— Passage given —
# "Journalists want to do right by us": An interview with STATS Director Rebecca Goldin

## Features

• Author: Statistics Views
• Date: 03 Sep 2018
• Copyright: Image copyright of Dr Rebecca Goldin

Dr Rebecca Goldin is a Professor of Mathematics at George Mason University and the Director of STATS, a collaboration between Sense About Science USA and the American Statistical Association (ASA) to improve statistical literacy among journalists, academic journal editors, and researchers.

Her work with STATS has appeared in many media sources, including NBC, CBS, NPR, CNN, and the Washington Post. She has worked individually with journalists from the Wall Street Journal, New York Times, 538 and many other media outlets, as well as run workshops for journalists and students alike.

She continues to work with journalists to improve statistical reporting and gave the Campion Lecture during last year's Royal Statistical Society Conference.

Alison Oliver talks to Dr Goldin about her career so far.

1. Please could you tell us about your educational background and what was it that inspired you to pursue a career in mathematics and statistics?

My work in statistics began very late, but my work in mathematics began very early. I did a lot of math when I was a kid, but I didn’t think that I liked it at all; in fact, it was things that I thought were not math that excited me, like puzzles and number patterns. I became really excited about ideas that were not part of traditional math. Like for many people, there were concepts that tripped me up, but then you move forward. I got quite accelerated in high school in mathematics partly due to studying math on my own. That gave me this false belief that I really knew what math was, and I went to college actually thinking math wass the one thing I know I’m not going to do. But then I took some advanced courses and soon enough ended up taking a course in topology. The course introduced me to very beautiful mathematics, and I fell in love. So I ended up staying with mathematics.

2. Your research interests include symplectic geometry, group actions and related combinatorics. Among your research interests are: Schubert polynomials and the intersection properties of Schubert varieties, toric varieties, equivariant cohomology, moment maps and symplectic and hyperkohler reduction, and orbifold cohomology. What are you working on currently?

— Given request 1 —
Answer these about the interview with Rebecca Goldin:
(a) Which two organizations run STATS as a collaboration?
(b) What lecture did she give at last year's Royal Statistical Society Conference?
(c) What college course made her fall in love with mathematics?
The entries that follow this interview are unrelated to it.

— Input rows —
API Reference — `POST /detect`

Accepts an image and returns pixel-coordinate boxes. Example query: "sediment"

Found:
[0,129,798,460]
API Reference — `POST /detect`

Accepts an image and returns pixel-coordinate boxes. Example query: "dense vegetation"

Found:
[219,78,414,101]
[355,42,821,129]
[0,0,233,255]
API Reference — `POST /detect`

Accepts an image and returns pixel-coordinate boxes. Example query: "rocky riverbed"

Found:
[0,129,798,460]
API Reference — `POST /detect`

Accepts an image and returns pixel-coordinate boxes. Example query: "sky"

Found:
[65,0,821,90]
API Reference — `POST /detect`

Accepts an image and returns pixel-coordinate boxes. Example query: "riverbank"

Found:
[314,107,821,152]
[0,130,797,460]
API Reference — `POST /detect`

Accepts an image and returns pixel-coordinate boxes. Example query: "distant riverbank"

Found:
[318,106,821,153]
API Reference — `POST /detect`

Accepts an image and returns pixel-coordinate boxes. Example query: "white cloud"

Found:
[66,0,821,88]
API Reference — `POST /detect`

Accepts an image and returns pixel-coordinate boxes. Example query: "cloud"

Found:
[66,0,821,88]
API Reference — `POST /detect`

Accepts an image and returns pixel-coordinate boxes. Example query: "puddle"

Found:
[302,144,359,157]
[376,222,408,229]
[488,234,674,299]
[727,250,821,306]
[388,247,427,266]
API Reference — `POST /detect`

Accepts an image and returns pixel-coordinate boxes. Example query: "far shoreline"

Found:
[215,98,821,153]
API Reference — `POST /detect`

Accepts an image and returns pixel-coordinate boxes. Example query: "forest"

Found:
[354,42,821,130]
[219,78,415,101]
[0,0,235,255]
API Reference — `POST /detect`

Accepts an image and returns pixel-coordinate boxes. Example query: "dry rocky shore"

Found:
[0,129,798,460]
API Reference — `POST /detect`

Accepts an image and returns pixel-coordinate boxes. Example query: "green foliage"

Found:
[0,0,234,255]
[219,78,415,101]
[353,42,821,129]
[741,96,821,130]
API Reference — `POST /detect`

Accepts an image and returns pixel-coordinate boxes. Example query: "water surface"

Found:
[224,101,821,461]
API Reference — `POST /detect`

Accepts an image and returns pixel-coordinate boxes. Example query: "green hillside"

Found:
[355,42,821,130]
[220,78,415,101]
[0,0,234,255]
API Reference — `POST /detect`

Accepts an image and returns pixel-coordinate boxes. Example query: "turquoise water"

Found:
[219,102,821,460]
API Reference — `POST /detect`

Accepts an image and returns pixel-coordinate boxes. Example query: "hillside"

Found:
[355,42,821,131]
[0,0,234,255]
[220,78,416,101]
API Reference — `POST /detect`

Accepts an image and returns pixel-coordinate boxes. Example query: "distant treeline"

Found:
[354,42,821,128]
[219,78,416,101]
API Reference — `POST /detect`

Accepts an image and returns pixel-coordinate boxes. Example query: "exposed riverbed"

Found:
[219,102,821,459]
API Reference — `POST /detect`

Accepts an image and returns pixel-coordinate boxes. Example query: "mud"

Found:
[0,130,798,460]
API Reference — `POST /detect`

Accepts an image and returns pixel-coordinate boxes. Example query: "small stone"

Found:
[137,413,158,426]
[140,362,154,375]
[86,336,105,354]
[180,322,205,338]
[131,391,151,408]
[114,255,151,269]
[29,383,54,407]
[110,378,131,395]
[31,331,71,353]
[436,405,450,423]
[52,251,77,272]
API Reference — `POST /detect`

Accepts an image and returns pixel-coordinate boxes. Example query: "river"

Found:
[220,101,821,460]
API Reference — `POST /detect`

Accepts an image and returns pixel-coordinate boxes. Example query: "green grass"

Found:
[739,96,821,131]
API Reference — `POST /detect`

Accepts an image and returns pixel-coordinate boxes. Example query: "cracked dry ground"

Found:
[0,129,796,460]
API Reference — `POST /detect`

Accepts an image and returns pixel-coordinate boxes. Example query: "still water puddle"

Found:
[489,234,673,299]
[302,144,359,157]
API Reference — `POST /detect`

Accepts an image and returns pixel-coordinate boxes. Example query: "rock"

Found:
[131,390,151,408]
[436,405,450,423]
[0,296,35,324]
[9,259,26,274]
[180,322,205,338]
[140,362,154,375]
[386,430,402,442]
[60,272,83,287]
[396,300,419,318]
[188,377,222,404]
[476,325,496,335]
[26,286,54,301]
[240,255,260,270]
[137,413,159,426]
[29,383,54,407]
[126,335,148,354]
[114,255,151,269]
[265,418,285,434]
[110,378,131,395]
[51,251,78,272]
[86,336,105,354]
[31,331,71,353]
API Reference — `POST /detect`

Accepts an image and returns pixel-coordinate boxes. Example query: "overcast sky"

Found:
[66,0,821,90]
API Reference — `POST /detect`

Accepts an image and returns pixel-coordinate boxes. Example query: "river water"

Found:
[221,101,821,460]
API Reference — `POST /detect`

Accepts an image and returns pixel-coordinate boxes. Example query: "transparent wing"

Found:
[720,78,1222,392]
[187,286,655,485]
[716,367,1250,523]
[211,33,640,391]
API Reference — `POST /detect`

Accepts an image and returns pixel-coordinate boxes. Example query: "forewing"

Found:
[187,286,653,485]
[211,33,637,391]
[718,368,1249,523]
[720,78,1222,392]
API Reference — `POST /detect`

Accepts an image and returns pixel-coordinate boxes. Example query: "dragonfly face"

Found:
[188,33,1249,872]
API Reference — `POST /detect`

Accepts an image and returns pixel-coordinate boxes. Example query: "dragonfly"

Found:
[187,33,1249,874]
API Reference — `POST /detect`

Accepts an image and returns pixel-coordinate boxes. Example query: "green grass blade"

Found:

— Given request 2 —
Reproduce word for word everything in the entries from their very first line down to the line containing "[0,130,797,460]", both ends included.

— Exercise answer 1 —
(a) Sense About Science USA and the American Statistical Association (ASA).
(b) The Campion Lecture.
(c) A course in topology.

— Exercise answer 2 —
API Reference — `POST /detect`

Accepts an image and returns pixel-coordinate boxes. Example query: "sediment"

Found:
[0,129,798,460]
API Reference — `POST /detect`

Accepts an image and returns pixel-coordinate boxes. Example query: "dense vegetation"

Found:
[219,78,414,101]
[355,42,821,129]
[0,0,233,255]
API Reference — `POST /detect`

Accepts an image and returns pixel-coordinate boxes. Example query: "rocky riverbed"

Found:
[0,129,798,460]
API Reference — `POST /detect`

Accepts an image and returns pixel-coordinate boxes. Example query: "sky"

Found:
[65,0,821,90]
API Reference — `POST /detect`

Accepts an image and returns pixel-coordinate boxes. Example query: "riverbank"

Found:
[314,107,821,152]
[0,130,797,460]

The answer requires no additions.